:: What needs to be done ::
Print the entries in full, word for word, but not the pictures.

[Excerpts of location labeling data]
========================================================================

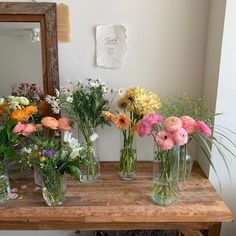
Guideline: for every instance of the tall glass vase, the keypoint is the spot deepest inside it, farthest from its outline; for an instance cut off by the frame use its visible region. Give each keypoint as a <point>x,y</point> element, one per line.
<point>165,176</point>
<point>54,188</point>
<point>5,191</point>
<point>91,167</point>
<point>128,156</point>
<point>185,165</point>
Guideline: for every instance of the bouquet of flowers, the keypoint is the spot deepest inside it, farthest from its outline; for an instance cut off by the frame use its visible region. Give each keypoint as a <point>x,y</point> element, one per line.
<point>199,116</point>
<point>84,104</point>
<point>135,103</point>
<point>53,158</point>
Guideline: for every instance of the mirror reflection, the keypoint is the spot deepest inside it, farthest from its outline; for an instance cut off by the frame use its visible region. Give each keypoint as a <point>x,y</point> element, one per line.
<point>21,59</point>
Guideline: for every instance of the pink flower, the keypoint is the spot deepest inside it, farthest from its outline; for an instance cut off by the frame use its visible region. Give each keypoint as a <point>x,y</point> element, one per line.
<point>18,128</point>
<point>164,140</point>
<point>172,124</point>
<point>203,128</point>
<point>144,128</point>
<point>28,130</point>
<point>153,119</point>
<point>180,136</point>
<point>189,124</point>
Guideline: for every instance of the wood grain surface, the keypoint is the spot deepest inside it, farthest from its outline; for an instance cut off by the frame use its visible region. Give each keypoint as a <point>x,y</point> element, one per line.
<point>112,203</point>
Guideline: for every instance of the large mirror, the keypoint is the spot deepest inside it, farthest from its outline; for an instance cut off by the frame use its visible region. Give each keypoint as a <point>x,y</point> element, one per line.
<point>28,46</point>
<point>21,60</point>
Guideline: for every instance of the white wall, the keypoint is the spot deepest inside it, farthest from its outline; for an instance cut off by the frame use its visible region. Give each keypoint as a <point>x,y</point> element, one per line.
<point>225,103</point>
<point>166,51</point>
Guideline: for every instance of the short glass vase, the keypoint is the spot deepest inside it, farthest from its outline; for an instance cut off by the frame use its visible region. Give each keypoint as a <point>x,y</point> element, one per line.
<point>54,189</point>
<point>5,191</point>
<point>128,156</point>
<point>165,176</point>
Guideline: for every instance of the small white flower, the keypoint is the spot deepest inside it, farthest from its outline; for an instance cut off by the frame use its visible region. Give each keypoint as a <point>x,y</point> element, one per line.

========================================================================

:: Written answer ::
Guideline: for every instance of the tall glass vase, the keypoint is the spot deepest inside it, farthest from its outline; for an instance cut off by the frame use its visible region. Give each keypoint as a <point>x,y</point> element, one per line.
<point>165,176</point>
<point>54,188</point>
<point>5,191</point>
<point>91,167</point>
<point>128,156</point>
<point>185,165</point>
Guideline: for every instance of the bouquet of flowers, the keypoint is the spot deepest inside it, farthest from its outline; for an instance cut off by the frame use its visible region. Give each keypoint as a <point>x,y</point> element, one per line.
<point>199,116</point>
<point>84,104</point>
<point>135,103</point>
<point>53,158</point>
Guideline: for every instance of the mirror reflection, the keypoint is the spot deepest inside it, farthest from its outline; for an instance cut off by the frame use its visible region. Give each keypoint as a <point>x,y</point> element, one per line.
<point>21,59</point>
Guideline: for every instance of the pink flower, the keypoint is the spot deepest inside it, farthest from its outline; for an instance cut off by the frame use its visible region. Give each keypoint as a <point>x,y</point> element, one per line.
<point>18,128</point>
<point>164,140</point>
<point>172,124</point>
<point>203,128</point>
<point>144,128</point>
<point>28,130</point>
<point>153,119</point>
<point>180,136</point>
<point>189,124</point>
Guideline: for every instance of the wood grain surface, the keypoint is the spot deepest inside it, farthest from its outline; for an instance cut off by the frame use its visible region. Give each keypoint as a <point>x,y</point> element, one per line.
<point>112,203</point>
Guideline: for every instance of the large mirror, the keypoint is the spot deepest inside it, farthest from its outline; for an instance cut off by the frame use its visible region. Give each keypoint as a <point>x,y</point> element, one per line.
<point>28,46</point>
<point>21,60</point>
Guideline: for every instance of the white wall, the keypoint is the spot deepest inside it, farthest from its outline; for an instance cut off by the frame use its visible region. Give each keypoint as a <point>x,y</point> element, one per line.
<point>225,103</point>
<point>166,51</point>
Guideline: for every instance of the short glass vase, the keypoint is the spot deepest inside it, farthest from its outline; for an instance cut off by the frame use its visible region. Give each keypoint as a <point>x,y</point> element, one per line.
<point>54,189</point>
<point>5,191</point>
<point>128,156</point>
<point>165,176</point>
Guideline: for every instance of the small white flower, the keypoint is the spot deepest inside it, farthest from its outline; for an instance cut off by the frame use its visible region. Give each keypoint as a <point>x,y</point> element, one per line.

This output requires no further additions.